→ **Text extract**:
-- Begin --

AFTERMATH OF WAR
A NEW year, and a new age. Pitt and Fox were dead, with all the protagonists of the old King's reign; North and Shelburne, Dundas and Thurlow, Windham and Nelson, old Jenky and Horne Tooke. Some of Queen Victoria's prime ministers were in office, others just cognizant of a strangely divided world. William Lamb had lost his seat in the election, Peel was secretary at Dublin, Aberdeen (bashfully covering his face at Grenville's praise) had made his maiden speech, Palmerston was Secretary at War, Johnny Russell on the eve of election for the family borough of Tavistock. A precocious Disraeli was exhibiting 'pronounced Toryish' views at his private school, while a three-year-old Gladstone had been perched on a chair at Liverpool to say 'ladies and gentlemen' to admiring Canningites.

-- End --

→ **Set problem 1**: According to the Aftermath of War extract, what post did Palmerston hold?
→ **Set problem 2**: Reproduce the Aftermath of War extract between "AFTERMATH OF WAR" and "to admiring Canningites.", inclusive.
The listing has no role in any of this.

(Raw records)
-- Begin --

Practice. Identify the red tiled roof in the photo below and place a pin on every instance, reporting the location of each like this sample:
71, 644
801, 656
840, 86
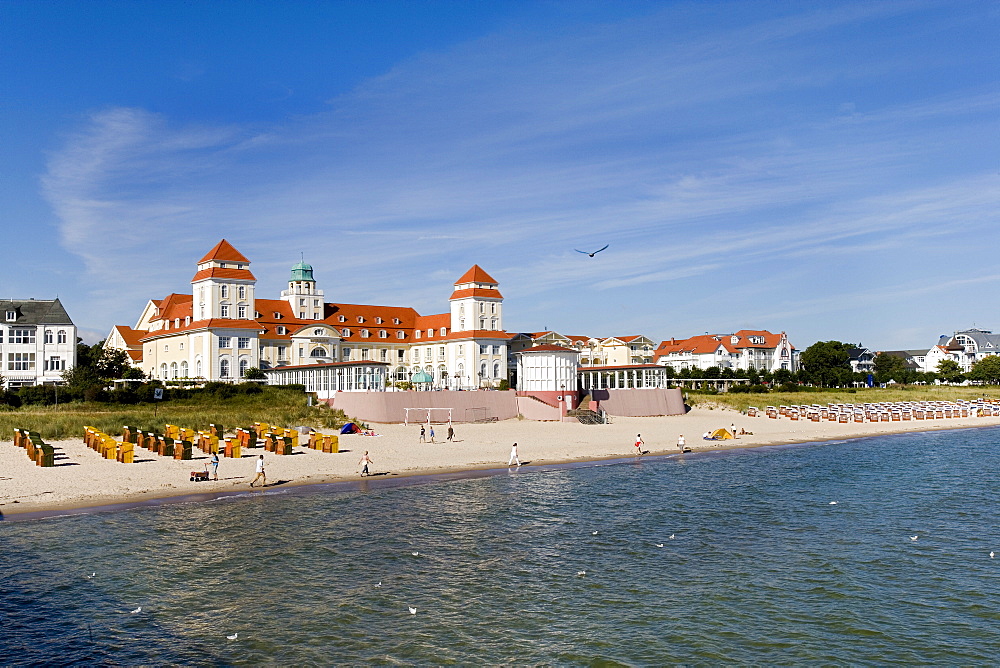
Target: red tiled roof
476, 274
129, 335
225, 252
548, 348
476, 292
218, 272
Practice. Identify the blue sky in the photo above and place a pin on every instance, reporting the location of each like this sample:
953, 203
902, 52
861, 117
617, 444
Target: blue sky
827, 169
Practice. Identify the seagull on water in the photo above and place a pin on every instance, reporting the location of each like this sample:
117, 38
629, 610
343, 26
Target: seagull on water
591, 254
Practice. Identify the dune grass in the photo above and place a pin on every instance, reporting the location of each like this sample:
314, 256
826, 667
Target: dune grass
286, 408
822, 397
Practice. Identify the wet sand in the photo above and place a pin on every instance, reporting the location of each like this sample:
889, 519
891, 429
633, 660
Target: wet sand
82, 479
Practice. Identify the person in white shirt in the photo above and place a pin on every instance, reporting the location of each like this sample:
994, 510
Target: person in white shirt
513, 456
260, 473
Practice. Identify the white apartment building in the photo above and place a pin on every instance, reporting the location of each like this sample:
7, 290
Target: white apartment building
37, 342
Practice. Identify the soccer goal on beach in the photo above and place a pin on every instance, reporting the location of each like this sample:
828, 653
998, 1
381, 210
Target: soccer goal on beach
427, 415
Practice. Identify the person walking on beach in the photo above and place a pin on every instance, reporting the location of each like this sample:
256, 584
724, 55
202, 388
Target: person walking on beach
513, 456
365, 461
260, 473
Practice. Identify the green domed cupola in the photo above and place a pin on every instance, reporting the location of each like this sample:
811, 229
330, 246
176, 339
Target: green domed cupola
302, 272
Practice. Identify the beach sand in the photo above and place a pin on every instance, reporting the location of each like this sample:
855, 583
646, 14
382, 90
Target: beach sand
83, 479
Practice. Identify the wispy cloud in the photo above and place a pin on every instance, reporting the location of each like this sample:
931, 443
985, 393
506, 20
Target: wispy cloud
708, 157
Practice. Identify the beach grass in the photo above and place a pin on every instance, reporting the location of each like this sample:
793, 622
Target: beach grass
823, 396
276, 406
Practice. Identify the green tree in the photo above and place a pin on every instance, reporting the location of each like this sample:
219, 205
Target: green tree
826, 362
253, 373
889, 367
950, 372
986, 370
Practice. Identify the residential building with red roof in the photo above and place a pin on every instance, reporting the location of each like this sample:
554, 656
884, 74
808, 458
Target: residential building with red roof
745, 349
222, 328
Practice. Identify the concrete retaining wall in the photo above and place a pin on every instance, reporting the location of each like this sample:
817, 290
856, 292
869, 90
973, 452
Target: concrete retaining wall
534, 409
387, 407
640, 403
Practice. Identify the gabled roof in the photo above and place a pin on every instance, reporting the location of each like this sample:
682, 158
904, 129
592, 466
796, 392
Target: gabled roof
476, 274
219, 272
224, 251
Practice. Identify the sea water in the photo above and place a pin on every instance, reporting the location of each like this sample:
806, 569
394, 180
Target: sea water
726, 557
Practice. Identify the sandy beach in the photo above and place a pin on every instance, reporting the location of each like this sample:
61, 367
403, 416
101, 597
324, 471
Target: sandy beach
83, 479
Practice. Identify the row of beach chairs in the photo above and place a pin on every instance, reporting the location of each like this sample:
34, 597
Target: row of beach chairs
38, 450
880, 412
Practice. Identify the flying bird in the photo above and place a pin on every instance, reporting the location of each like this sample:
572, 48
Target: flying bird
590, 254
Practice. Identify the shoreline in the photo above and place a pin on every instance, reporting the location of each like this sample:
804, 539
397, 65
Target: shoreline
30, 493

-- End --

→ **Final answer 1**: Secretary at War.

→ **Final answer 2**:
AFTERMATH OF WAR
A NEW year, and a new age. Pitt and Fox were dead, with all the protagonists of the old King's reign; North and Shelburne, Dundas and Thurlow, Windham and Nelson, old Jenky and Horne Tooke. Some of Queen Victoria's prime ministers were in office, others just cognizant of a strangely divided world. William Lamb had lost his seat in the election, Peel was secretary at Dublin, Aberdeen (bashfully covering his face at Grenville's praise) had made his maiden speech, Palmerston was Secretary at War, Johnny Russell on the eve of election for the family borough of Tavistock. A precocious Disraeli was exhibiting 'pronounced Toryish' views at his private school, while a three-year-old Gladstone had been perched on a chair at Liverpool to say 'ladies and gentlemen' to admiring Canningites.